Excerpts from a point labeling dataset
— begin —

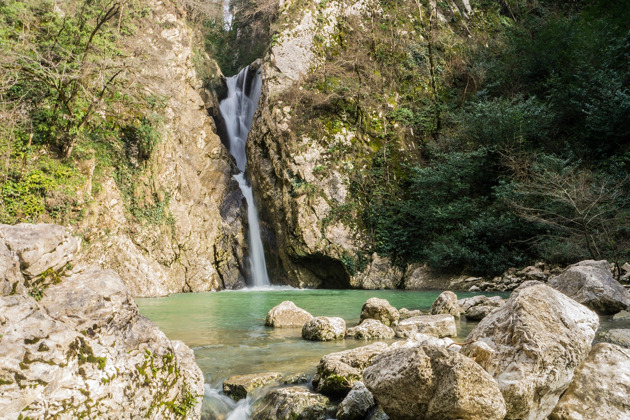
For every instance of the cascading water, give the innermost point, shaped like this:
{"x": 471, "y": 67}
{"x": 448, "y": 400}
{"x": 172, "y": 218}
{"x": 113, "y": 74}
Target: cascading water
{"x": 237, "y": 111}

— end —

◆ **Task description**: Rewrite the listing above, switching every "cascading water" to "waterfall" and keeping everything else unchanged. Omit the pictures.

◆ **Written reply**:
For every instance of the waterfall, give the innermost point, shaped like this:
{"x": 471, "y": 67}
{"x": 448, "y": 400}
{"x": 172, "y": 218}
{"x": 113, "y": 74}
Target: waterfall
{"x": 237, "y": 111}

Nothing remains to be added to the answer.